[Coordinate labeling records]
START
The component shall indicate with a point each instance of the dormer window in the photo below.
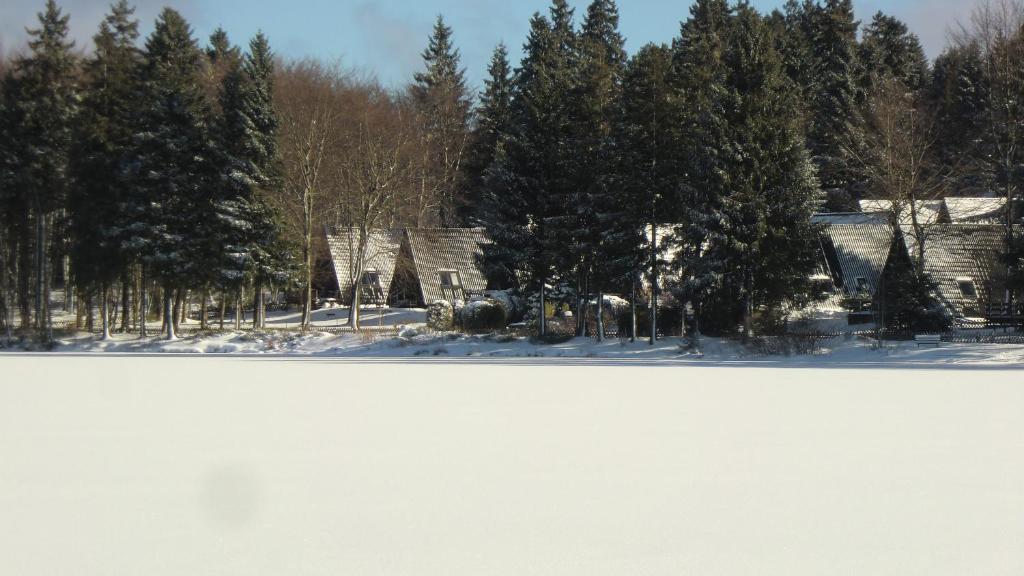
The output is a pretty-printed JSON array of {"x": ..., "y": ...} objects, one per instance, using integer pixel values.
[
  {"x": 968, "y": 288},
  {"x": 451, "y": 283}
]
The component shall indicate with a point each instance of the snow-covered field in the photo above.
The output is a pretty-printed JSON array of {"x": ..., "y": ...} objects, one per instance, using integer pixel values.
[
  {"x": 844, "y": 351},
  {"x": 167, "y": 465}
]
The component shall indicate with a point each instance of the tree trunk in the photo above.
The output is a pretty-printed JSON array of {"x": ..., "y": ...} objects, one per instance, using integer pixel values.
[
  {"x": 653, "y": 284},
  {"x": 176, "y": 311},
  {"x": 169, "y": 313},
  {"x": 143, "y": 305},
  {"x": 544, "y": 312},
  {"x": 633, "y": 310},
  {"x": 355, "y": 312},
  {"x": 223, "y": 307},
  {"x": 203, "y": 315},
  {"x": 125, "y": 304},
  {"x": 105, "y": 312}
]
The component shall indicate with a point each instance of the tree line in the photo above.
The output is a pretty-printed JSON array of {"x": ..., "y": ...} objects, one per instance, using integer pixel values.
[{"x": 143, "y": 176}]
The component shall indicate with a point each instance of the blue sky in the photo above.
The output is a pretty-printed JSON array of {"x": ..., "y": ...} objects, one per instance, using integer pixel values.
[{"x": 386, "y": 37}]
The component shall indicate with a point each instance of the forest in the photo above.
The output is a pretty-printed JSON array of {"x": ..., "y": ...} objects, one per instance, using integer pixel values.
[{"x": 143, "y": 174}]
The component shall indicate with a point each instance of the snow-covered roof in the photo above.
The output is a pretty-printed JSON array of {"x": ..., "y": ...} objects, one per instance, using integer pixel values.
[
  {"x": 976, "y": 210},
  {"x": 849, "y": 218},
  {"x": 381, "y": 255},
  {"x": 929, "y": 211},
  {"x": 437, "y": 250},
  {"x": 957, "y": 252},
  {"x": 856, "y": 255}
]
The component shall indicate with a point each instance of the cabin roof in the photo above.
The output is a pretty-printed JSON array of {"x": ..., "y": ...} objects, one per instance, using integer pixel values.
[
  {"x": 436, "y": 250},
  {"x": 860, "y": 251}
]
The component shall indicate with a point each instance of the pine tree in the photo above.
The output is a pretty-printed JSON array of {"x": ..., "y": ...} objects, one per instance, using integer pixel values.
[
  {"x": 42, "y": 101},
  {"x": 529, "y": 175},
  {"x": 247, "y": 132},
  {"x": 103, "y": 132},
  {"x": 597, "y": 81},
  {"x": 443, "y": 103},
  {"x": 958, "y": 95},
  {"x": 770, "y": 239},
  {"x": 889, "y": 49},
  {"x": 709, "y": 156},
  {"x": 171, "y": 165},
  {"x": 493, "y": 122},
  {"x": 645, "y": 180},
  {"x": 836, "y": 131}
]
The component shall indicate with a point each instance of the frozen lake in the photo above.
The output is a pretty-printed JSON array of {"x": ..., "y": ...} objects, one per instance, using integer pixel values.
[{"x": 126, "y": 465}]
END
START
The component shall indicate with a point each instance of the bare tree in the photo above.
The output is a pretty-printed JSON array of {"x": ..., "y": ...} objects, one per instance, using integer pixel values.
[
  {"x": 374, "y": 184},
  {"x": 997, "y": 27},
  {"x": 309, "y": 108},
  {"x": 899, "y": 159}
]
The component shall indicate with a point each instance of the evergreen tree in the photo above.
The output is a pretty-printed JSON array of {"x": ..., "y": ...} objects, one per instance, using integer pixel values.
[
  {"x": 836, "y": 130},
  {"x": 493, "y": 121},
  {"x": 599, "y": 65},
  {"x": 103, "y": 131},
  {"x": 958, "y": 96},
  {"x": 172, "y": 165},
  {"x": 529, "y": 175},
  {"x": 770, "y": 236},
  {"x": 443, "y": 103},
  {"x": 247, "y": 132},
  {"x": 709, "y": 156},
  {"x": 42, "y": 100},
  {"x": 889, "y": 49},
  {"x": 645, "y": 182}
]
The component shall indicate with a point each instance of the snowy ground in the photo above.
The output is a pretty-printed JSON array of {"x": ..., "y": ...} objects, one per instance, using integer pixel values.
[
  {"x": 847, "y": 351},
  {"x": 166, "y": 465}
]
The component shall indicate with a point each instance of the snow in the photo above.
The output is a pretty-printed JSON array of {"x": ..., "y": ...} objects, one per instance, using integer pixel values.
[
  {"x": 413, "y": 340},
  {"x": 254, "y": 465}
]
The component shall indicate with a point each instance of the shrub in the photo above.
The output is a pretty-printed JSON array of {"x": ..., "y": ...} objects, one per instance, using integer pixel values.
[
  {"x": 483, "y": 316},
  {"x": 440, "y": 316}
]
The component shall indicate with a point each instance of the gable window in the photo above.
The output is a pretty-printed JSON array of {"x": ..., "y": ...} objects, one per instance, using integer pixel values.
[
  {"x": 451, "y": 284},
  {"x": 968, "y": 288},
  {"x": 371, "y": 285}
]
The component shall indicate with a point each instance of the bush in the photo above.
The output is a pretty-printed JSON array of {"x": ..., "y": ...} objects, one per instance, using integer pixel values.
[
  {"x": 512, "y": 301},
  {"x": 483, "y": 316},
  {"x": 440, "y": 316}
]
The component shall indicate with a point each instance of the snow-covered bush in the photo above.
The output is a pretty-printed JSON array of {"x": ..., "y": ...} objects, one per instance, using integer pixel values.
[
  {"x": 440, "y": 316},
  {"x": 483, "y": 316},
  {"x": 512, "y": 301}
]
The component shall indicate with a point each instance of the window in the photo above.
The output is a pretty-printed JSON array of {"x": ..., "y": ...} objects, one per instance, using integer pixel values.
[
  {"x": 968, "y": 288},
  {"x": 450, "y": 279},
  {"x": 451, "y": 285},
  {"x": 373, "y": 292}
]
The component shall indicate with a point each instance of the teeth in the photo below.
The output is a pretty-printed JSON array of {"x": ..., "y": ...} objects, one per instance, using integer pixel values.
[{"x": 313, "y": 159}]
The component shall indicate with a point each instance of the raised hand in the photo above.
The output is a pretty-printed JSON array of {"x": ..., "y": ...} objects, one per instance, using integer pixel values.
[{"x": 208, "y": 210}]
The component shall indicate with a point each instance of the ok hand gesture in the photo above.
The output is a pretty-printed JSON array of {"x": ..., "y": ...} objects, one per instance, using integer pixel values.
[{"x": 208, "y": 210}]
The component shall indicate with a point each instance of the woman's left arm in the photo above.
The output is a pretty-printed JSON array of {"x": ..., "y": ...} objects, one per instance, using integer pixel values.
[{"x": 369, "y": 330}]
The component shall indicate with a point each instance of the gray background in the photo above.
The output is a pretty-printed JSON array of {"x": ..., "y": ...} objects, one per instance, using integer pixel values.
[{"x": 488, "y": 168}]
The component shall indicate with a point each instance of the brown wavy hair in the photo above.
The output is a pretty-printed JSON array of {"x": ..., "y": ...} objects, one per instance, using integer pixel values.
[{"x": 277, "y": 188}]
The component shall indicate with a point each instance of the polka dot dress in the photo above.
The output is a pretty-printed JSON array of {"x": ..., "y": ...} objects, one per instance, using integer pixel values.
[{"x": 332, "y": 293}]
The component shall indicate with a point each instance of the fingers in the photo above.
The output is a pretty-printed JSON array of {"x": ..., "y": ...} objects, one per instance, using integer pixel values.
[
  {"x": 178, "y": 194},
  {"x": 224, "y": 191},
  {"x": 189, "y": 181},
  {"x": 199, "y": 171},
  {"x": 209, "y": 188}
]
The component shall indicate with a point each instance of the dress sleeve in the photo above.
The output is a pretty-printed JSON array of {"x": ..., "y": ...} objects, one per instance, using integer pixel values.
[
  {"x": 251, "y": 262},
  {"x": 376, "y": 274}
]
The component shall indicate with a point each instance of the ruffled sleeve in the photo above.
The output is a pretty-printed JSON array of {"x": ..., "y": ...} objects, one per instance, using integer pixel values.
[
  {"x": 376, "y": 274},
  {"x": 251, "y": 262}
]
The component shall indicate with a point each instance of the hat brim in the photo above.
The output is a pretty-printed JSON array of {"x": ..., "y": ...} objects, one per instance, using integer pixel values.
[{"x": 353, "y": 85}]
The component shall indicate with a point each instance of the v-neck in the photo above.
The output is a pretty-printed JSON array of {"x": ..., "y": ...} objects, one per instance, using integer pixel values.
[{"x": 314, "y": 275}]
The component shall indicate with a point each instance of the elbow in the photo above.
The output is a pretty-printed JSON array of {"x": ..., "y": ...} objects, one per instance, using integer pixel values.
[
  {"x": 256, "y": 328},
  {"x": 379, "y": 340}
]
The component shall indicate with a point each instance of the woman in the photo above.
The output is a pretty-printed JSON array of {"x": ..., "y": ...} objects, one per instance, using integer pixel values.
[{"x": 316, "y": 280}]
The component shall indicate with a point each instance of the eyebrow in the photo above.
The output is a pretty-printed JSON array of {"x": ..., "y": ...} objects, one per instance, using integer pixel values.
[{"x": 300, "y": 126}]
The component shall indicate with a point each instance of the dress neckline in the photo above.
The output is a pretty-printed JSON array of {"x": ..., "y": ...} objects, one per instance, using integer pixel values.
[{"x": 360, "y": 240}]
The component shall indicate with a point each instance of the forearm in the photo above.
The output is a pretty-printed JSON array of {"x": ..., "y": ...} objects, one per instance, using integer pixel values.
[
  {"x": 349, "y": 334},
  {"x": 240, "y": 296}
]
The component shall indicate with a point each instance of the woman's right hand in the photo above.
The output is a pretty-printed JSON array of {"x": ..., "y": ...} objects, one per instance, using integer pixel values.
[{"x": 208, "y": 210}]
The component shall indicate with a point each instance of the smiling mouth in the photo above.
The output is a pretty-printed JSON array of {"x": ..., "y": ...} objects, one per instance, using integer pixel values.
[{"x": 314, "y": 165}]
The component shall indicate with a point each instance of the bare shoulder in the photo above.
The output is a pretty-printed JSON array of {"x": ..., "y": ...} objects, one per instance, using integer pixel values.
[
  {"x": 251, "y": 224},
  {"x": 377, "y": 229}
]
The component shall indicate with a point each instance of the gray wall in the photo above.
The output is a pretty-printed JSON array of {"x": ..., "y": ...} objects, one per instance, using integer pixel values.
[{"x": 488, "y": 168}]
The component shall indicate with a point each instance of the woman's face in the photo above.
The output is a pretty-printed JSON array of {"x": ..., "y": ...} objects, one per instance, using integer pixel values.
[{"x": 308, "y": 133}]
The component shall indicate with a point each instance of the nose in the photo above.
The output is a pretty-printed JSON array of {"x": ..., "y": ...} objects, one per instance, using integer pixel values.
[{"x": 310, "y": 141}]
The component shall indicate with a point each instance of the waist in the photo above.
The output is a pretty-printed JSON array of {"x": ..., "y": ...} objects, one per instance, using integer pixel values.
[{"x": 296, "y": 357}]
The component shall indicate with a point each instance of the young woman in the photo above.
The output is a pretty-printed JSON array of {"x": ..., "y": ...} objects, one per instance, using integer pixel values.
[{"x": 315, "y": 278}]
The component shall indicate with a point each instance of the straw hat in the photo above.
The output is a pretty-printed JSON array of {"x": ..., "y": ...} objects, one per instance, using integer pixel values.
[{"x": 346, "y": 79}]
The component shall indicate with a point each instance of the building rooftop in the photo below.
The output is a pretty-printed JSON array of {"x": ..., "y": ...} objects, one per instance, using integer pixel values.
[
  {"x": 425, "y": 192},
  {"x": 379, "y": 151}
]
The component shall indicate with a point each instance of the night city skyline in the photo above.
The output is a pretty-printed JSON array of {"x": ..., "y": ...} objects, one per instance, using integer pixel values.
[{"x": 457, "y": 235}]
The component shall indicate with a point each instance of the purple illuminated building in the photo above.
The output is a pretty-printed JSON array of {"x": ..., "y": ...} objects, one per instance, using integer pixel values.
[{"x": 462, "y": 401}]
END
_Work to complete_
Gather every line of the records that contains the string "covered". Case counts.

_Answer in full_
The component shall indicate with a point each instance of the snow-covered field in the photo above.
The component shall indicate with a point each instance of the snow-covered roof in the photo above.
The component shall indicate with a point each instance of the snow-covered bush in the photo above.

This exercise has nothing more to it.